- _Challenge_
Pick out each line of the material below that contains the string "phrase", and copy those lines.

- _The input_

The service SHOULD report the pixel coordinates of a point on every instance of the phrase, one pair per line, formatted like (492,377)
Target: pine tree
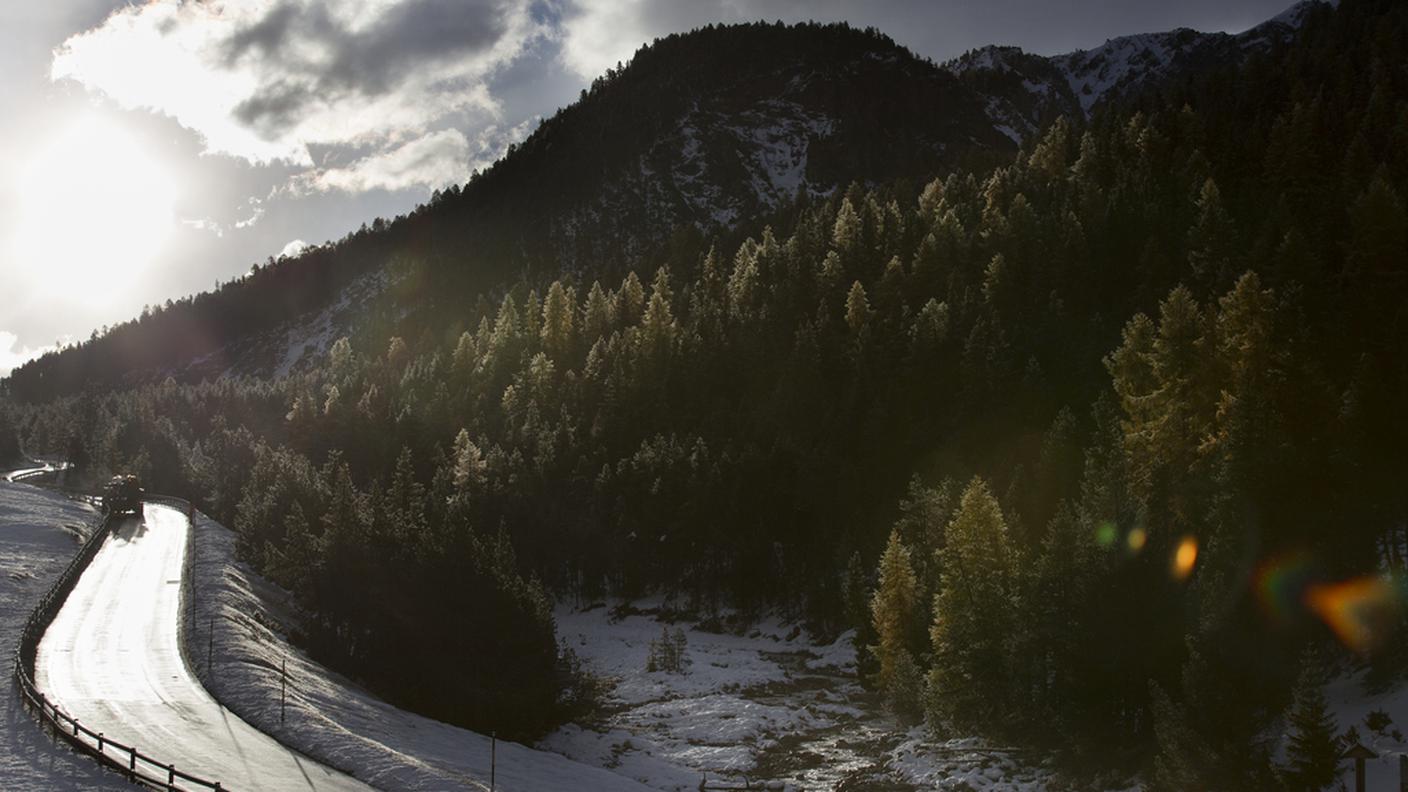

* * *

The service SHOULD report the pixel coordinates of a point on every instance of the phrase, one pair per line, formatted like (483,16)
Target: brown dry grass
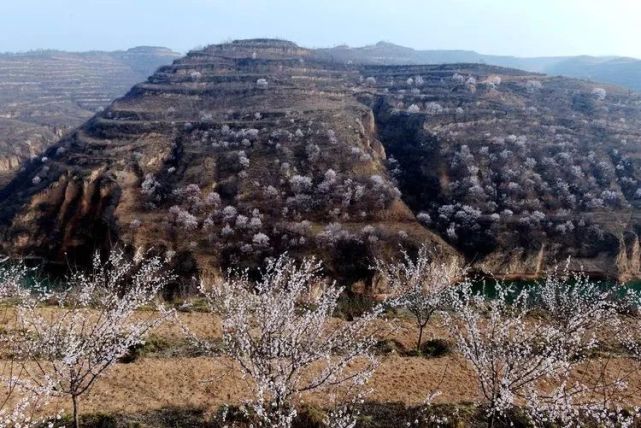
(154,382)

- _Answer to this exercise_
The service SHOULD report the pixel coordinates of a point on every instance of the phrase, one pair per line, formatted like (492,377)
The service SHOULD report the pixel coordinates of a point on every instance of the phrase, one pair per line, formatted like (483,16)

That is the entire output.